__WHAT YOU SHOULD DO__
Please output the entries below exactly as they are.

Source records
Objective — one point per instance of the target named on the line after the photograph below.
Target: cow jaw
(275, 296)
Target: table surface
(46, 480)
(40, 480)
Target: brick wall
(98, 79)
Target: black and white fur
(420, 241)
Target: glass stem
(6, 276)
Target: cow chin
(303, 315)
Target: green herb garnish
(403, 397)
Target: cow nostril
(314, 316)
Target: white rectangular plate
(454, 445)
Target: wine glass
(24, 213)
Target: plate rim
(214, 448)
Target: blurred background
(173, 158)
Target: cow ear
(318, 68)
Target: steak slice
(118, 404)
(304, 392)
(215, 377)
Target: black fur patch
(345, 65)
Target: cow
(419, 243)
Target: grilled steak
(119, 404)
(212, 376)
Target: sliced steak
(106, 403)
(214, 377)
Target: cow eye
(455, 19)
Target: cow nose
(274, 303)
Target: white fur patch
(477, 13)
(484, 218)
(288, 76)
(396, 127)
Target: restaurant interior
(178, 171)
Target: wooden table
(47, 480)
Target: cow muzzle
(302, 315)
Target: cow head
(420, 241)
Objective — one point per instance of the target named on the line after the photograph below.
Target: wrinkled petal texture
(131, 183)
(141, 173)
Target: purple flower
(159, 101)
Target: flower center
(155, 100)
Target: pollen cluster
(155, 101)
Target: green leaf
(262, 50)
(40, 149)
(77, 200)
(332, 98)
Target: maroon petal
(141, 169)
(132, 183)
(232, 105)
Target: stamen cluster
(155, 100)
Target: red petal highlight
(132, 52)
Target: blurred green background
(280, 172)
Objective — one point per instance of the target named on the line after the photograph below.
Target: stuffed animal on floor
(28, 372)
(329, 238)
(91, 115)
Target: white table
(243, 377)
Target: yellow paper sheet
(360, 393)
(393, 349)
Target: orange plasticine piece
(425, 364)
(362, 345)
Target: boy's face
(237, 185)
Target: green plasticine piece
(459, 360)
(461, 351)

__ANSWER BOX__
Objective — one point per instance of the target named on the line after the photograph below.
Target: cow jaw
(275, 296)
Target: table surface
(46, 480)
(40, 480)
Target: brick wall
(98, 79)
Target: black and white fur
(420, 241)
Target: glass stem
(6, 276)
Target: cow chin
(303, 315)
Target: green herb garnish
(403, 397)
Target: cow nostril
(314, 316)
Target: white rectangular plate
(454, 445)
Target: wine glass
(24, 213)
Target: plate rim
(214, 448)
Target: blurred background
(173, 158)
Target: cow ear
(318, 68)
Target: steak slice
(118, 404)
(304, 392)
(215, 377)
Target: black fur patch
(345, 65)
Target: cow
(419, 243)
Target: grilled steak
(119, 404)
(212, 376)
Target: sliced steak
(106, 403)
(214, 377)
Target: cow eye
(455, 19)
Target: cow nose
(274, 303)
Target: white fur patch
(477, 13)
(484, 218)
(288, 76)
(396, 127)
Target: restaurant interior
(178, 171)
Target: wooden table
(47, 480)
Target: cow muzzle
(302, 315)
Target: cow head
(420, 241)
Objective — one point per instance of the target named on the line after the photograph below.
Target: wrinkled petal texture
(131, 183)
(141, 173)
Target: purple flower
(159, 101)
Target: flower center
(155, 100)
Target: pollen cluster
(155, 101)
Target: green leaf
(262, 50)
(40, 149)
(77, 200)
(332, 98)
Target: maroon petal
(141, 169)
(132, 183)
(232, 105)
Target: stamen cluster
(155, 100)
Target: red petal highlight
(132, 52)
Target: blurred green background
(280, 172)
Objective — one point per instance of the target named on the line after the photograph below.
Target: stuffed animal on floor
(28, 372)
(329, 238)
(91, 115)
Target: white table
(243, 377)
Target: yellow paper sheet
(360, 393)
(393, 349)
Target: orange plasticine piece
(425, 364)
(362, 345)
Target: boy's face
(237, 185)
Target: green plasticine piece
(459, 360)
(461, 351)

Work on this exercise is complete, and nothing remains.